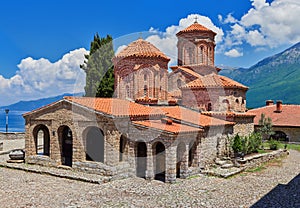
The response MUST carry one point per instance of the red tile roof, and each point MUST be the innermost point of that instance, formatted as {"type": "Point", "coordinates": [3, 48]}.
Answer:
{"type": "Point", "coordinates": [141, 48]}
{"type": "Point", "coordinates": [173, 128]}
{"type": "Point", "coordinates": [289, 116]}
{"type": "Point", "coordinates": [195, 27]}
{"type": "Point", "coordinates": [214, 80]}
{"type": "Point", "coordinates": [189, 116]}
{"type": "Point", "coordinates": [115, 107]}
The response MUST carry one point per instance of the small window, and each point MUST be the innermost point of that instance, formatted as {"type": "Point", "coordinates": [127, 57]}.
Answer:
{"type": "Point", "coordinates": [145, 90]}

------------------------------------------------

→ EXERCISE INSTRUCTIONS
In all the records, rename "innermost point" to "center point" and keep every other word the same. Leave the pictures out of your answer.

→ FULL ANSWER
The response MUST carry one point per instance of the red tile roof, and each point MUST be the center point of that instance, formatted as {"type": "Point", "coordinates": [3, 48]}.
Answer:
{"type": "Point", "coordinates": [141, 48]}
{"type": "Point", "coordinates": [173, 128]}
{"type": "Point", "coordinates": [289, 116]}
{"type": "Point", "coordinates": [195, 27]}
{"type": "Point", "coordinates": [214, 80]}
{"type": "Point", "coordinates": [189, 116]}
{"type": "Point", "coordinates": [115, 107]}
The response MUST carry one point per instance of the small window, and each point MUST be the center point of that instance, formatted as {"type": "Point", "coordinates": [127, 57]}.
Answer:
{"type": "Point", "coordinates": [145, 90]}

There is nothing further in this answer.